From the editor – Issue 40

 

Community, by its very nature, lives in the past, present, and future. Community rests upon an extended narrative that retells its reason for being and the roots of its character. It lives in the present shared life of its members and neighbors. And it prepares to meet the future with integrity and vigor.

In recent decades, however, it has become increasingly difficult for a community to imagine its future because of the escalating rate of change in our world, and the uncertainty that results. The Covid-19 pandemic of 2020–21 (and perhaps beyond) has further escalated that change and uncertainty. But it has also unsettled the status quo in some healthy ways that bode well for the future.

This issue of Kesher seizes this transitional moment to explore “Tomorrow Together,” possibilities for the Messianic Jewish future, drawing upon lessons from the past and present. In the first article of this three-part series, Elliot Klayman discusses “Crisis, Reaction, and Hope: Jewish Adaptations to Past Adversity.” Rabbi Klayman discerns a pattern in the biblical narrative that is reenacted in Jewish communal responses to historical catastrophes and to plagues, including the Spanish Flu pandemic of 1918–19, to which the Covid pandemic is often compared.

Rich Nichol follows with a look at the present in “Messianic Jewish Synagogues: Coping with Covid.” Dr. Nichol draws on the experience of his home congregation, as well as interviews and surveys among other congregations, to identify lessons from the Covid crisis that hold promise for the future. In the next article, “Thriving, Not Just Surviving: Reconceiving Community for a Better Tomorrow,” Stuart Dauermann outlines promising new models of community life already emerging before the Covid crisis, which hold even greater promise in the aftermath of the crisis.

These three articles together consider past, present, and future to envision a “Tomorrow Together” that holds great promise for the Messianic Jewish community.

The two following articles are equally forward-looking. In the first, “Toward a Messianic Jewish Doctrine of the Atonement,” British scholar and pastor Stephen Burnhope points forward to an understanding of atonement based on God’s covenant relationship with Israel. In the second article, “Reading Jacques Maritain in the Twenty-First Century: Personalism, Aliyah, and the Political Organization of the World,” Dr. Walter Schultz builds upon the thinking of the 20th century Catholic philosopher to imagine a better world in the 21st century.

**Records**
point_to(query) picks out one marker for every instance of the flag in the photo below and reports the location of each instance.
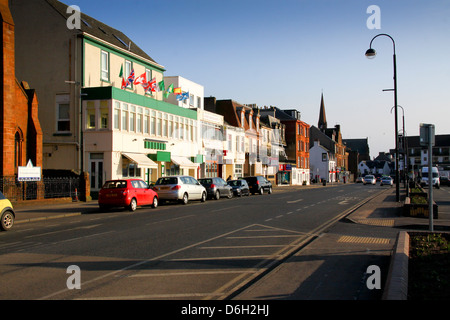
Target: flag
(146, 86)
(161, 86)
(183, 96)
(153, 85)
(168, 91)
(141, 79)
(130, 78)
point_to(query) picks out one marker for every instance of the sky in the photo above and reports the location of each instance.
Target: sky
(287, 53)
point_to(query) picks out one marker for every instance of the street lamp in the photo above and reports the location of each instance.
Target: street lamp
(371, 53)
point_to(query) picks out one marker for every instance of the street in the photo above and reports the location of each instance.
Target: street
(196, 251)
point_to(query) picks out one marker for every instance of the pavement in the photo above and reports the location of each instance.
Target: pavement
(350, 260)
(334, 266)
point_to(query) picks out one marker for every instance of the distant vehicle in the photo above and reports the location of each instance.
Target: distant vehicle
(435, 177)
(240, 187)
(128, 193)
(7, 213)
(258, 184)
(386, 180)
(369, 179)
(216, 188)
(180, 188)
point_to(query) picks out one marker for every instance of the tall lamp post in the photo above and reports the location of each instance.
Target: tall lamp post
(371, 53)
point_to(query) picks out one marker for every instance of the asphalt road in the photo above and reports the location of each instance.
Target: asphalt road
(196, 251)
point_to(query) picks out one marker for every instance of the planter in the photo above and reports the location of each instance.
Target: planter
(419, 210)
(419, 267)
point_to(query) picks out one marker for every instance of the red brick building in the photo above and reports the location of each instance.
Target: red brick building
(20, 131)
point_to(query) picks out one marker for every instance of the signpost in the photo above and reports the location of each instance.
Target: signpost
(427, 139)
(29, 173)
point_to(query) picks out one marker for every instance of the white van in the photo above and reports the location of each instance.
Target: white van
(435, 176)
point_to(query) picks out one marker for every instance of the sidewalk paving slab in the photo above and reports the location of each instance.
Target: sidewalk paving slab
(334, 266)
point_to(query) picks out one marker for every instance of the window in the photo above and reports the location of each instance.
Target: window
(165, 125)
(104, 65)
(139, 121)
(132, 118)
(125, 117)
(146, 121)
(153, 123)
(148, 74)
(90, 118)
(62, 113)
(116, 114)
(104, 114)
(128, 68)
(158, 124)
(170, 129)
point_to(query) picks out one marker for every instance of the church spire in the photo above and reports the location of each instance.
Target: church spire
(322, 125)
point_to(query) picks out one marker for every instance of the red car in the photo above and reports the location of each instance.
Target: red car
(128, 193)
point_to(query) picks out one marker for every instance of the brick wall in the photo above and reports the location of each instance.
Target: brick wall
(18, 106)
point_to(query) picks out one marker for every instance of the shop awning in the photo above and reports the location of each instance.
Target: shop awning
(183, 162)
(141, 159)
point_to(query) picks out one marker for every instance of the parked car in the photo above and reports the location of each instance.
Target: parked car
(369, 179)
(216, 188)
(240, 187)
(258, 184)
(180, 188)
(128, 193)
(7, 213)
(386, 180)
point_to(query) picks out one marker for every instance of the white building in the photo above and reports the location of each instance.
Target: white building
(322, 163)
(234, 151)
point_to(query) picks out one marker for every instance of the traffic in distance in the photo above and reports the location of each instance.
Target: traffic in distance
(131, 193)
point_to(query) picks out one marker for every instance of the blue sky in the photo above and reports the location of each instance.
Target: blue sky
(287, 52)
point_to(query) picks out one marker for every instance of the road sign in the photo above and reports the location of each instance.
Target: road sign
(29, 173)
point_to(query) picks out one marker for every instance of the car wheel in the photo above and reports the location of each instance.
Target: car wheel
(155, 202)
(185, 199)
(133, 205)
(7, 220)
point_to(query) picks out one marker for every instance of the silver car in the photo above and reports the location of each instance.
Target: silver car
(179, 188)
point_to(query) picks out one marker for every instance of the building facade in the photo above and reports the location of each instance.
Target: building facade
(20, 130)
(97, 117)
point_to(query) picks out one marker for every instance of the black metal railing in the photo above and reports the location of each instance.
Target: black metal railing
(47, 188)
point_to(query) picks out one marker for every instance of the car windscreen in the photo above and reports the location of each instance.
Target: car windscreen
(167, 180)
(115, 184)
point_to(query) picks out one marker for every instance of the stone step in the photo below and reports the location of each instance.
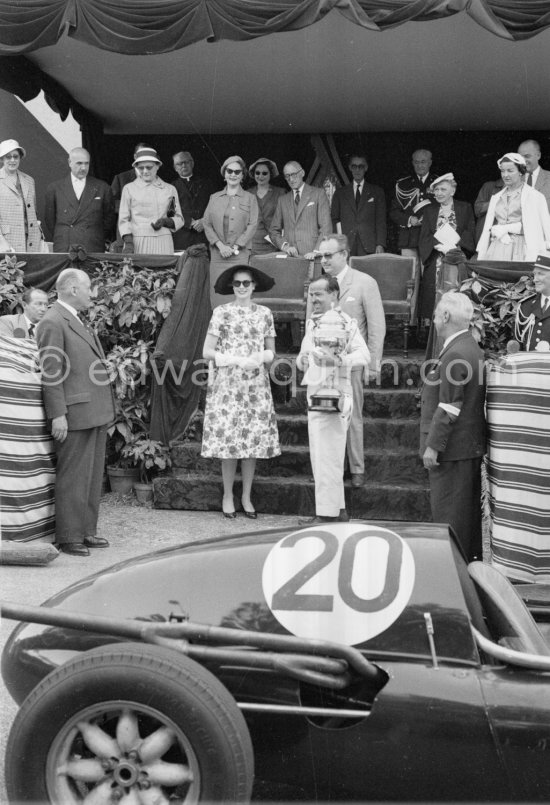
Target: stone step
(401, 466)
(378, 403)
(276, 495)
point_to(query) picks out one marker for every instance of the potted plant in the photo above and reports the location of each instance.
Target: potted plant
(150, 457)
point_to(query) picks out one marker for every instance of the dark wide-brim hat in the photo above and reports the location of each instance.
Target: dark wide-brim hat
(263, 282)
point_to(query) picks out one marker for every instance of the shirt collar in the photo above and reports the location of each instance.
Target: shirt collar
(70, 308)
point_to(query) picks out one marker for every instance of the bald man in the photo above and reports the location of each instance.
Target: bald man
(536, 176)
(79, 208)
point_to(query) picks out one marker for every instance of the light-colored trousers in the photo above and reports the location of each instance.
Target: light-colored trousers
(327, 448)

---

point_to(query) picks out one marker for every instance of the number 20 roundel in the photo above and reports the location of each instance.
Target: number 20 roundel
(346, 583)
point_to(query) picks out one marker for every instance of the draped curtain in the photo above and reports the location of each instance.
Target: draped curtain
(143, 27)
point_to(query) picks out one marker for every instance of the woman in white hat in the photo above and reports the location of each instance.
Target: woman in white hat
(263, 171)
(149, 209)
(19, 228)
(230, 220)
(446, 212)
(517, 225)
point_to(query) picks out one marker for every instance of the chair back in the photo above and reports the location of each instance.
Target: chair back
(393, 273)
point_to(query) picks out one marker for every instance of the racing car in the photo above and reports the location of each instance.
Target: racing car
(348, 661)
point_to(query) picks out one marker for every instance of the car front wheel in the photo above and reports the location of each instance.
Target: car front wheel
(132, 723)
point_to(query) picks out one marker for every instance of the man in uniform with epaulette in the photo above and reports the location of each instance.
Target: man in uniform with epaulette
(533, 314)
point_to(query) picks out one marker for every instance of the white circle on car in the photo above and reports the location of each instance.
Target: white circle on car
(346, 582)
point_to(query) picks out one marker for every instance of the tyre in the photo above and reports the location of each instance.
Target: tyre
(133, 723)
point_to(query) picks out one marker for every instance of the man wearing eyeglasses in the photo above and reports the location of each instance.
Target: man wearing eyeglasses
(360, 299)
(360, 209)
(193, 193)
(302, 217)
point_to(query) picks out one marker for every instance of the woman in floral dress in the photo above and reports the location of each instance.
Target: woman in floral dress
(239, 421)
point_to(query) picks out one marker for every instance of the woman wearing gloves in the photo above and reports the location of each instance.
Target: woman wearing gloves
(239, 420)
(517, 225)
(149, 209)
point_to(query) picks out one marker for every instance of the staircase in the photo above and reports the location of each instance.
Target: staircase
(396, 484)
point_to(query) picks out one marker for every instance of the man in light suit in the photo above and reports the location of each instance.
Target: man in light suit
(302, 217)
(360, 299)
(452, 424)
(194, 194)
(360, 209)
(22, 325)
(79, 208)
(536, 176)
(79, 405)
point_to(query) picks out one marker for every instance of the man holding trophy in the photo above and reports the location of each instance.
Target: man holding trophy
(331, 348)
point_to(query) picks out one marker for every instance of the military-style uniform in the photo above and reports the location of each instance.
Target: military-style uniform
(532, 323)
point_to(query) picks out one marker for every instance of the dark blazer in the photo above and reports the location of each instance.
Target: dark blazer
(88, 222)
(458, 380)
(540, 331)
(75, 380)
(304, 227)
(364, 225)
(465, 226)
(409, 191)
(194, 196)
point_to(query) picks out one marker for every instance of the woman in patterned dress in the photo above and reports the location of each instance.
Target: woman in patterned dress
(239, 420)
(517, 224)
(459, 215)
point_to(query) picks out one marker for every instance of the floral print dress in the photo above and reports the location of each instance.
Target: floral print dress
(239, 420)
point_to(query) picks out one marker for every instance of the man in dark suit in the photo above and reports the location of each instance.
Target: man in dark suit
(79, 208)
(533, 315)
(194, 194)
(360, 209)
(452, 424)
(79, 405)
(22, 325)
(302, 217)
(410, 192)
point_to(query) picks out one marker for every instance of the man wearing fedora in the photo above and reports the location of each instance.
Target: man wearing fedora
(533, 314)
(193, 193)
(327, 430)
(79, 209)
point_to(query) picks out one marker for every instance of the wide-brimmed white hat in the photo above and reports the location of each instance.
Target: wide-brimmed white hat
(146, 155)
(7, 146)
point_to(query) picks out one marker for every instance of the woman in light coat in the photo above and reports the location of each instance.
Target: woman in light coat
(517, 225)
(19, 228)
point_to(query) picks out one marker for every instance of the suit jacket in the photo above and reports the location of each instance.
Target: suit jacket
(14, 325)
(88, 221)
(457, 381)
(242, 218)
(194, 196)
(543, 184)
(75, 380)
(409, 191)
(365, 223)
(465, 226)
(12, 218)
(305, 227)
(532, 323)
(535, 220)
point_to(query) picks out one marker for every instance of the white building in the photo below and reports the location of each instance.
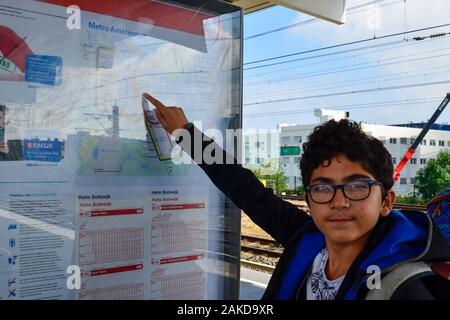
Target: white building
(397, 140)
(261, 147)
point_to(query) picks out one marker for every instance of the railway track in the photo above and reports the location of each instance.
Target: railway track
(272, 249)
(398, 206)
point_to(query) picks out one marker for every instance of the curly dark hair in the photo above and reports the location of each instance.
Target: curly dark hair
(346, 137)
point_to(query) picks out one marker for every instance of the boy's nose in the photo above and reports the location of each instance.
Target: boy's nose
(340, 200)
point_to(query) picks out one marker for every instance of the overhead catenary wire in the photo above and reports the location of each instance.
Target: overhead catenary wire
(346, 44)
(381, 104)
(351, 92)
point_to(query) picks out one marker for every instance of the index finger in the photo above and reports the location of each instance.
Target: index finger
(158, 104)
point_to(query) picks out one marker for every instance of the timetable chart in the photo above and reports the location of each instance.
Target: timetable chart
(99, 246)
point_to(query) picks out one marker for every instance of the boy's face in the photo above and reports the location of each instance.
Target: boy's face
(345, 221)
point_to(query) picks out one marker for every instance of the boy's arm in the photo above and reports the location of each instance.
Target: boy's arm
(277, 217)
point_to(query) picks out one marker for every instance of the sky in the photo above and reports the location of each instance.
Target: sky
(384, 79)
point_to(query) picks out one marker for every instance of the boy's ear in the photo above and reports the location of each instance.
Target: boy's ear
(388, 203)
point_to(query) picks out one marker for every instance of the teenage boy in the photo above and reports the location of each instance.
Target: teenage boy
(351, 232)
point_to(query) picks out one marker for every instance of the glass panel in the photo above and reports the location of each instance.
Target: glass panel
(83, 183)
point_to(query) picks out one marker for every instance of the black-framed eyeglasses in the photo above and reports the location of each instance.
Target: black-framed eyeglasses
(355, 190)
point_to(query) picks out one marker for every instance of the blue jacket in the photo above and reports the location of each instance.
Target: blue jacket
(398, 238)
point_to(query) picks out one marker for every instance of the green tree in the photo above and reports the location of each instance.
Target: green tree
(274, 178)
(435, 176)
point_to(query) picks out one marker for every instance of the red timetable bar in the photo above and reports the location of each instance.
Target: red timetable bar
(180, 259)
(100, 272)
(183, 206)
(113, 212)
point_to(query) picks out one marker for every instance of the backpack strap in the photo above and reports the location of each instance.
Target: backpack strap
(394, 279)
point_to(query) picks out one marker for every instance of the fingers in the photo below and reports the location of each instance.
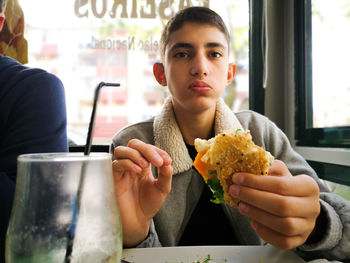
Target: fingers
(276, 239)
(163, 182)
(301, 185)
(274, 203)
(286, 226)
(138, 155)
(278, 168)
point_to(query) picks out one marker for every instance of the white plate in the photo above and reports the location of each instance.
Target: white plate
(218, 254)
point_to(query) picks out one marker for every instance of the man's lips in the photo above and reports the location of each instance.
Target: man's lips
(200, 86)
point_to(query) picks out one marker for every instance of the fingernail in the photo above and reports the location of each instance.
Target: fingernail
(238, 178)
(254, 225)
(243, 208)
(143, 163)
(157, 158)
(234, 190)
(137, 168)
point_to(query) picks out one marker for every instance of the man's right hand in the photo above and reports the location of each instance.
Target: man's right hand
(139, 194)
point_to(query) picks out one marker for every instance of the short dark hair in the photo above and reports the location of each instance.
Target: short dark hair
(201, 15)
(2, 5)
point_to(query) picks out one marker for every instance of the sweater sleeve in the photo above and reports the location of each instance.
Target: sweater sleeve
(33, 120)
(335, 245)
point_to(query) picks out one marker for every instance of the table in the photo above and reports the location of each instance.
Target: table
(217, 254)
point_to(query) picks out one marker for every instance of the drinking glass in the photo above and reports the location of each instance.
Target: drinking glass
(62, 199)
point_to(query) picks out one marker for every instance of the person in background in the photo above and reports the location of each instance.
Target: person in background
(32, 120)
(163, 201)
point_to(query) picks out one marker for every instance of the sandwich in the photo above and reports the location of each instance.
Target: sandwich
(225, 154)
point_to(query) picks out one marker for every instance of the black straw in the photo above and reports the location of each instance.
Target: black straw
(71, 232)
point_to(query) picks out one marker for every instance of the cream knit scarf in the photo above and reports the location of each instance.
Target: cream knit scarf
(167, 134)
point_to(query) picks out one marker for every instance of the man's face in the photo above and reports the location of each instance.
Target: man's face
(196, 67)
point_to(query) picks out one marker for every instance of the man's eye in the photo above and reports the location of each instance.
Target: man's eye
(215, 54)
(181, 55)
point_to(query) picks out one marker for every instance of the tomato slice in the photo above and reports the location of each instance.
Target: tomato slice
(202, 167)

**Task list**
[1] Name every author of an article that the editor's note introduces.
[2] Reproduce the stretch of the editor's note from "Rich Nichol follows" through "Messianic Jewish community.".

**Answers for each item**
[1]
Elliot Klayman
Rich Nichol
Stuart Dauermann
Stephen Burnhope
Walter Schultz

[2]
Rich Nichol follows with a look at the present in “Messianic Jewish Synagogues: Coping with Covid.” Dr. Nichol draws on the experience of his home congregation, as well as interviews and surveys among other congregations, to identify lessons from the Covid crisis that hold promise for the future. In the next article, “Thriving, Not Just Surviving: Reconceiving Community for a Better Tomorrow,” Stuart Dauermann outlines promising new models of community life already emerging before the Covid crisis, which hold even greater promise in the aftermath of the crisis.

These three articles together consider past, present, and future to envision a “Tomorrow Together” that holds great promise for the Messianic Jewish community.